Is 4:20 passé? A cliché? Or any other French word that ends with an accented é? As someone who was in on the ground floor of 420, I would have to say that in terms of the original meaning of 420, yes, it has become trite, or maybe trité is a better description.
Yes it was officially coined in 1971 by some guys from San Rafael High School in Marin County in the San Francisco Bay Area, but by the time I learned about it in 1987 (from a graduate of San Rafael High School) it was still a super secret society. Remember, this was before the internet, before cell phones. Stuff just didn’t get talked about outside its place of origin too often, and when it finally did, like skateboarding, or grafitti, or rap music, the result was that it was often a sad parody of its original form, commercialized and debased. With 420, the secret stayed mostly secret until my boy at High Times, Steve Bloom, (what up Steve, we need to hang in Berlin again!) broke the story in 1990 and that was the beginning of the commercializaton.
If you haven’t seen the Lagunitas video on YouTube about the origins of 420, you should watch it. It’s spot on, and the owner of Lagunitas Brewing, who is the narrator interviewing the originators of 420, is right to be annoyed at the guys from Sweetwater Brewing in Georgia (even though the narrator says the brewery was “somewhere in Maine”, it’s actually in Atlanta, Georgia, a fact I think he knew but was dissing them by acting like they were so inconsequential their place of origin wasn’t even relevant since it wasn’t West Coast).
He was annoyed because Sweetwater Brewing had the nerve to tell him he couldn’t use 420 on his promotional art anymore as they, super late-comers to the 420 party, owned a trademark on it for their 420 ale. From bumfuck Georgia. Gimme a break.
What’s funny is that I have a personal connection to that part of the documentary, as I created the Hop Hash beer label for Caldera Brewing, and the owner of Caldera had a trademark on Hop Hash, so when he saw a Hop Hash beer label by Sweetwater he sent them a cease and desist letter. They couldn’t claim to have innocently invented the name either, because when we submitted my Hop Hash label to the TTB (the government agency in charge of alcohol label approval), I had the vape-inspired wisdom to suggest to the owner of Caldera that we should make the description of the beer be about how it was like a breakfast hash, meaning the reference was to food, not weed, as the TTB at that time —and probably still today—did not allow any reference to cannabis in labeling for alcoholic beverages.

**RECORD EXCERPTS:**

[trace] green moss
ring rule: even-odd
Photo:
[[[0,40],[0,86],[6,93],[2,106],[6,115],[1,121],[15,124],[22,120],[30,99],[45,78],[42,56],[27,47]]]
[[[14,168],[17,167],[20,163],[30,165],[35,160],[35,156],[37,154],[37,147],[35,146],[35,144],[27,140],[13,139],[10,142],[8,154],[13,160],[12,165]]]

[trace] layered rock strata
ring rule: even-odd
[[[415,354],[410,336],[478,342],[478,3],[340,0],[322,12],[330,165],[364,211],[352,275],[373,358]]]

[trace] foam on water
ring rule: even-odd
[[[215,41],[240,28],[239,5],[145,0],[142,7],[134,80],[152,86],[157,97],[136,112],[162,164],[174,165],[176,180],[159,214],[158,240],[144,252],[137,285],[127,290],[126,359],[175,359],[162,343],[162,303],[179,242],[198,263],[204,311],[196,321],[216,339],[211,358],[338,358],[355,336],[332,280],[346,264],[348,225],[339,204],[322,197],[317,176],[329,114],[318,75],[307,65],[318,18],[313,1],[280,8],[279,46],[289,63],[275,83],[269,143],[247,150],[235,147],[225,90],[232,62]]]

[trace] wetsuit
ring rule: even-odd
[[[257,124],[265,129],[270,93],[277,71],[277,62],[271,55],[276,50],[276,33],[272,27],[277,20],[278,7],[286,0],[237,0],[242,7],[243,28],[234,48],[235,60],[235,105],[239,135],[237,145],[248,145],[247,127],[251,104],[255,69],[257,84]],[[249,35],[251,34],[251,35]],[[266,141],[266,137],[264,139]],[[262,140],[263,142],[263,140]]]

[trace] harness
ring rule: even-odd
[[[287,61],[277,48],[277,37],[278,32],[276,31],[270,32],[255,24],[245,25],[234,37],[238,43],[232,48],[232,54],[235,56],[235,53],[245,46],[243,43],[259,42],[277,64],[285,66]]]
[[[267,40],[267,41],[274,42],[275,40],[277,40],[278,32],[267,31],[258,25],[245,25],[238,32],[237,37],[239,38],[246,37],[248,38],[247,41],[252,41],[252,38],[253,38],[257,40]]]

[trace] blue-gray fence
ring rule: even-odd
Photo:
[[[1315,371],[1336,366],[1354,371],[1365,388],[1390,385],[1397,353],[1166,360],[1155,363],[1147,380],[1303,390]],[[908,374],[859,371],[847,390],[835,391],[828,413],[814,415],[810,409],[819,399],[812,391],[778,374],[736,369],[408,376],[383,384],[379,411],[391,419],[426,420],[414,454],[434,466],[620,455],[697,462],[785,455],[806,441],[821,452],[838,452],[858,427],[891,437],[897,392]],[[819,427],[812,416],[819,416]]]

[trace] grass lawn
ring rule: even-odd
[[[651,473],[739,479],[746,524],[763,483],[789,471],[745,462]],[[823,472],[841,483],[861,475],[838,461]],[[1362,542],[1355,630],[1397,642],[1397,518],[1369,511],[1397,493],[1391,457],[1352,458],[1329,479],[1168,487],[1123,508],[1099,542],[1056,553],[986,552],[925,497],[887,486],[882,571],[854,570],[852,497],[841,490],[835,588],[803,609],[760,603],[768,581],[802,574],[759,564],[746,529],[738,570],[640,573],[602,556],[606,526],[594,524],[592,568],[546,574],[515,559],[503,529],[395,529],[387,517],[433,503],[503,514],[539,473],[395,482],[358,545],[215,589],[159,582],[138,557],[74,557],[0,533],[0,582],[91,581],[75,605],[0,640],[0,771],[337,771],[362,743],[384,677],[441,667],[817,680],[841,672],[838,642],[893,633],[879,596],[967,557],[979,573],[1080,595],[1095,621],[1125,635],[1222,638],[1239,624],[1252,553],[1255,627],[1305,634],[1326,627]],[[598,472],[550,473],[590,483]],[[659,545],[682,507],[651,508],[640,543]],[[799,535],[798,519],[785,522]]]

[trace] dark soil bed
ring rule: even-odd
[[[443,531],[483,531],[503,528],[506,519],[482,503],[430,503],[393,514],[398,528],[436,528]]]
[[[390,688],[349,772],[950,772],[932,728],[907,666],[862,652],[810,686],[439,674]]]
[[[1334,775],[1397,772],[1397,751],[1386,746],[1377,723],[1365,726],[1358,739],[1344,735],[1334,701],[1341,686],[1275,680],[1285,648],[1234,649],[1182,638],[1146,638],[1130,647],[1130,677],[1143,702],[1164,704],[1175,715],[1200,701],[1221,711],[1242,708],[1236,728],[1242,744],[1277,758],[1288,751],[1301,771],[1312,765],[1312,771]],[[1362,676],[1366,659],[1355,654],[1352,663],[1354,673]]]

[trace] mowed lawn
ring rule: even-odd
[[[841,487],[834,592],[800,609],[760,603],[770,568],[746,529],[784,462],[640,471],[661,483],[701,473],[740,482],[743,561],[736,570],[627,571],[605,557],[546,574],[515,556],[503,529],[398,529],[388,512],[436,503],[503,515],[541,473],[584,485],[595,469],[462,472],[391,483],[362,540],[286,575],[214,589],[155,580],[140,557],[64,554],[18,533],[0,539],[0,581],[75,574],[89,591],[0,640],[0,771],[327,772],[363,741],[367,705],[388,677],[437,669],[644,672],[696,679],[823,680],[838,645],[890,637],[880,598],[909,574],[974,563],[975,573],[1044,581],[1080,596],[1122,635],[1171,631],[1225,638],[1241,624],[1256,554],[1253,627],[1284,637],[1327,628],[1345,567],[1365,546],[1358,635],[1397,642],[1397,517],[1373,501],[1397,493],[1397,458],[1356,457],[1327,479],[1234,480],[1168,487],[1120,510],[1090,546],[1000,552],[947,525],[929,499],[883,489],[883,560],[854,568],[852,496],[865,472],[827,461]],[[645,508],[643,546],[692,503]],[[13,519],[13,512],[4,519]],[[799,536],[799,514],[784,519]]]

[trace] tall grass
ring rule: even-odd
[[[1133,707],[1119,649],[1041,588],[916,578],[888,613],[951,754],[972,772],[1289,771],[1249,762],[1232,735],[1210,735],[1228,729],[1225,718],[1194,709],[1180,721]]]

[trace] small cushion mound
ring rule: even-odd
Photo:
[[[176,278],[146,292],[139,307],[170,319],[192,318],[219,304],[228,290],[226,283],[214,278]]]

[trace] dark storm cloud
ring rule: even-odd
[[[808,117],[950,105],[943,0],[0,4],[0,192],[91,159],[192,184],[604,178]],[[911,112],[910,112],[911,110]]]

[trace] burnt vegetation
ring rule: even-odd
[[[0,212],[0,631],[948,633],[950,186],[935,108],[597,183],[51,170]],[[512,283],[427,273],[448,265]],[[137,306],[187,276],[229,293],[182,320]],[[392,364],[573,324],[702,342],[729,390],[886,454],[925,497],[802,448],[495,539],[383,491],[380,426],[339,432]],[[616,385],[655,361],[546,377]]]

**WRITTEN INSTRUCTION:**
Rewrite the passage of the 420 text from "He was annoyed" to "Gimme a break.", switching "promotional art" to "packaging". Work only from the text; the records don't matter here.

**RESPONSE:**
He was annoyed because Sweetwater Brewing had the nerve to tell him he couldn’t use 420 on his packaging anymore as they, super late-comers to the 420 party, owned a trademark on it for their 420 ale. From bumfuck Georgia. Gimme a break.